=== WORK TO COMPLETE ===
Where in the listing does the word "after" appear? Report each line that holds it.

=== EXTRACTED INFORMATION ===
▼

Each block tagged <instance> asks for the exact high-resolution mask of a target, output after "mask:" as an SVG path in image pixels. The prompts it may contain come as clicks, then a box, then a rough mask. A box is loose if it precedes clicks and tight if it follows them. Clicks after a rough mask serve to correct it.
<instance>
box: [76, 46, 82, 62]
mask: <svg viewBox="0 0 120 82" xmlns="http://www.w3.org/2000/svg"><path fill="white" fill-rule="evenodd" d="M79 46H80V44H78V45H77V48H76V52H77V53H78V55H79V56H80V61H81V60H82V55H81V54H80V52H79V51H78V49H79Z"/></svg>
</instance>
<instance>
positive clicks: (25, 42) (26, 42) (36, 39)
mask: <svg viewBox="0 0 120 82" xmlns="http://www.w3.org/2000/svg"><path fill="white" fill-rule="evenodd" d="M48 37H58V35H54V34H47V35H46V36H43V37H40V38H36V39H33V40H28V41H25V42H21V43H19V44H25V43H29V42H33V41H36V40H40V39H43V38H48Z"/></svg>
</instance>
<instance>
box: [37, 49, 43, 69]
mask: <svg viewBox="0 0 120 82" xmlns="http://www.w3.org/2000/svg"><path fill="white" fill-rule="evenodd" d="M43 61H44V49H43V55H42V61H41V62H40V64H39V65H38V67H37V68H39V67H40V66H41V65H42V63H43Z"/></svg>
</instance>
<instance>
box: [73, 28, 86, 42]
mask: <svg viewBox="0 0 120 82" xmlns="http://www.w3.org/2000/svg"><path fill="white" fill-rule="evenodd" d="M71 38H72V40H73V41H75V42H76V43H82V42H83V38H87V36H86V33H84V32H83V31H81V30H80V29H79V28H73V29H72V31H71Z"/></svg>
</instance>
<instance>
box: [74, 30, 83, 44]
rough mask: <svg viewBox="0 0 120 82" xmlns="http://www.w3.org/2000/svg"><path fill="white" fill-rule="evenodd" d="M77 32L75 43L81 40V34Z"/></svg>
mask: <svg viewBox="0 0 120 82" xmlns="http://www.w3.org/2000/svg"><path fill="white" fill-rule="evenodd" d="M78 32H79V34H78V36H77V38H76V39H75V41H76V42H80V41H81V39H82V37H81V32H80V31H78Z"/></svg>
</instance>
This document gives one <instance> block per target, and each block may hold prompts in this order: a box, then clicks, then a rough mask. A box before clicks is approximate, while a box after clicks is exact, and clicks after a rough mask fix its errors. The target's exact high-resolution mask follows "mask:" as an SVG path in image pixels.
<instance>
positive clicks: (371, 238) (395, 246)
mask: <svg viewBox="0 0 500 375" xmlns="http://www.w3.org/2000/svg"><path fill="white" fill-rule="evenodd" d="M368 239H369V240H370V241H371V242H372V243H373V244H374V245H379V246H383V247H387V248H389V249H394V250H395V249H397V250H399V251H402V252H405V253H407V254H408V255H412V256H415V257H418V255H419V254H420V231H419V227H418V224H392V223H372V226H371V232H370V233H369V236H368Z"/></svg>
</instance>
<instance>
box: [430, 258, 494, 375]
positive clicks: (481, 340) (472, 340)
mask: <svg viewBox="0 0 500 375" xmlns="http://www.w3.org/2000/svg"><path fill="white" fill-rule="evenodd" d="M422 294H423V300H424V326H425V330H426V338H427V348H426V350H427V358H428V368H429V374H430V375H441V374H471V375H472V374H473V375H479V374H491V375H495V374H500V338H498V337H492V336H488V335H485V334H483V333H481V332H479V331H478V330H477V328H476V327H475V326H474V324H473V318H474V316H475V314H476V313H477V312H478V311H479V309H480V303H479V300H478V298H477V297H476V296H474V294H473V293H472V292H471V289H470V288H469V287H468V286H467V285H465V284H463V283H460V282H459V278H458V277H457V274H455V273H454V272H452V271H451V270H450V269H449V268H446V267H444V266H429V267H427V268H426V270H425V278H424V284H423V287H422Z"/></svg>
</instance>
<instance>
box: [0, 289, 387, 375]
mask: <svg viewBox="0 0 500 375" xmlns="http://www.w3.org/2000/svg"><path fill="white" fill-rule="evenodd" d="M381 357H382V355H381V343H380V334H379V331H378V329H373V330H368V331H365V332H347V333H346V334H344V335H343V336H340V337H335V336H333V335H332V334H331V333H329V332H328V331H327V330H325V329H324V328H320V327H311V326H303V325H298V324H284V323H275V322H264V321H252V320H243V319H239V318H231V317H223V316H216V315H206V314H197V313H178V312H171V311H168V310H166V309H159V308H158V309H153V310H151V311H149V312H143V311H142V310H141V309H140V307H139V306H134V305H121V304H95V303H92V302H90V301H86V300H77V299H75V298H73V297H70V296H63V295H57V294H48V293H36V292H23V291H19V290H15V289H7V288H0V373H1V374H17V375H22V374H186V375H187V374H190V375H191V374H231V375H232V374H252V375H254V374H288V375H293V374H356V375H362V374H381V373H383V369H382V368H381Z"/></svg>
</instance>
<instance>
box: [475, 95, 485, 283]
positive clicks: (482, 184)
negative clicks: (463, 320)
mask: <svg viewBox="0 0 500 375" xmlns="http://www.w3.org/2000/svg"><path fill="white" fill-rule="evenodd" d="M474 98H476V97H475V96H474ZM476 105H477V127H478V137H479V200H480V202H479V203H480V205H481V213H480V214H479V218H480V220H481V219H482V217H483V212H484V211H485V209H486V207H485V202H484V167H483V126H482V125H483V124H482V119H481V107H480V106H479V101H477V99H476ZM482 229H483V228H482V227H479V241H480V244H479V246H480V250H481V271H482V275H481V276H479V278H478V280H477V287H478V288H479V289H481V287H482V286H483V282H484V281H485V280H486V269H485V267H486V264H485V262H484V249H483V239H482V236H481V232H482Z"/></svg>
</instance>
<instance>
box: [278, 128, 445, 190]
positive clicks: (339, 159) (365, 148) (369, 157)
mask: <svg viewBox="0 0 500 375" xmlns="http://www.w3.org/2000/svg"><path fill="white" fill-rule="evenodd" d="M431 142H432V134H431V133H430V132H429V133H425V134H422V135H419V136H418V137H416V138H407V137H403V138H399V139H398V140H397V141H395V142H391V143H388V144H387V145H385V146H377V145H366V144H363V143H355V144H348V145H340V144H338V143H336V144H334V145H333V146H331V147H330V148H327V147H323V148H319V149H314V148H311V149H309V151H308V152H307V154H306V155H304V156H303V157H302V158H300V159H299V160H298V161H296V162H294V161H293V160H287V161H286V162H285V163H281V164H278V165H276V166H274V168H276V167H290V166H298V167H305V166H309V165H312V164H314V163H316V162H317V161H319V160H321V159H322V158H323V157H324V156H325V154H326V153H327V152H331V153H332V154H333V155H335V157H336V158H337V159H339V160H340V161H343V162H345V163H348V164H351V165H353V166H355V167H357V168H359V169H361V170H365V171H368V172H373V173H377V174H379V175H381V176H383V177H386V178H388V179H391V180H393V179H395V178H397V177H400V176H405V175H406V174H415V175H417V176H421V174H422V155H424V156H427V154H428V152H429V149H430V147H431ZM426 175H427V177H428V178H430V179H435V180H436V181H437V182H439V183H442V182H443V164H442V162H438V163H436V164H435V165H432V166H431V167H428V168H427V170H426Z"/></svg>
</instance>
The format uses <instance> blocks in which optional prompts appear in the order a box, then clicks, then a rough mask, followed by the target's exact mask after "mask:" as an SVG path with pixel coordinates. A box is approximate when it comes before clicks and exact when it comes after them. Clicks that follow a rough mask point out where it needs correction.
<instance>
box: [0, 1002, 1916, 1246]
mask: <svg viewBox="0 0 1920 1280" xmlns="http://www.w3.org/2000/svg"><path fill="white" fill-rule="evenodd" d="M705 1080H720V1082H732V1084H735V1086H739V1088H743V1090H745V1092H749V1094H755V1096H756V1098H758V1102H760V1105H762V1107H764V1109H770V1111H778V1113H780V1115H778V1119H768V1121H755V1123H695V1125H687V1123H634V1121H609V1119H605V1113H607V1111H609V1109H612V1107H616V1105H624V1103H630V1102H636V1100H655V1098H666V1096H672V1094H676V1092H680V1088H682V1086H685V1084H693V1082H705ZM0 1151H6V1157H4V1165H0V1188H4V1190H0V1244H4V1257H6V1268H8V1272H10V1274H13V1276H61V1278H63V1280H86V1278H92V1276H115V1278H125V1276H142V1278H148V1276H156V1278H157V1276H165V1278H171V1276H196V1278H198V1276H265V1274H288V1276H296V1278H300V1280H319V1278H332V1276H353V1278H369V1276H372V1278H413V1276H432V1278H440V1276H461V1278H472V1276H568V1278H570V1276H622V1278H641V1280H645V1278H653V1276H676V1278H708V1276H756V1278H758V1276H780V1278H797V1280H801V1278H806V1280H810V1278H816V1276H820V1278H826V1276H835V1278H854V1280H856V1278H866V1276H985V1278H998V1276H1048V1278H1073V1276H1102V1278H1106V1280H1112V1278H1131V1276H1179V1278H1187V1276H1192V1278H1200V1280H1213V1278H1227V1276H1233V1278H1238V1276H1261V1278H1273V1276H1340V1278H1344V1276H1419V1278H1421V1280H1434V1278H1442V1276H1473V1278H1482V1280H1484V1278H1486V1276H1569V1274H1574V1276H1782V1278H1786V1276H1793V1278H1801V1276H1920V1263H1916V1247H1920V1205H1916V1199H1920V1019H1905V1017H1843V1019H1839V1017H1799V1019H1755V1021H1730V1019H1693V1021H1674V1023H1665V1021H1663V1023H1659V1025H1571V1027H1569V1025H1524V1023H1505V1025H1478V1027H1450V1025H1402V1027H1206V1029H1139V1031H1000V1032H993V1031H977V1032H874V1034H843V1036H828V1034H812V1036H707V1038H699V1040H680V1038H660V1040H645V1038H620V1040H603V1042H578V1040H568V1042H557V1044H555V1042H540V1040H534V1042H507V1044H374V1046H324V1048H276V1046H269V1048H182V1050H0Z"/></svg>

▲

=== EXERCISE SOLUTION ===
Each block tagged <instance> asks for the exact high-resolution mask of a target, output after "mask:" as an SVG path in image pixels. The prompts it may contain come as clicks, then a box, then a rough mask. A box is loose if it precedes clicks and tight if it follows them. Clicks after a rough mask serve to correct it.
This document gives one <instance> block per target, and each block may hold prompts in this order: a box, then clicks, then a rough mask. A box before clicks is approximate, while a box after clicks is exact, and clicks after a rough mask fix its errors. The target's exact high-resolution mask follows "mask:" as an SVG path in image pixels.
The format uses <instance> blocks in which optional prompts appear in the order a box, then clicks, then a rough mask, followed by the target's exact mask after "mask:" as an SVG path with pixel coordinates. A box is approximate when it comes before clicks and exact when it comes after them. Clicks that follow a rough mask point out where it needs correction.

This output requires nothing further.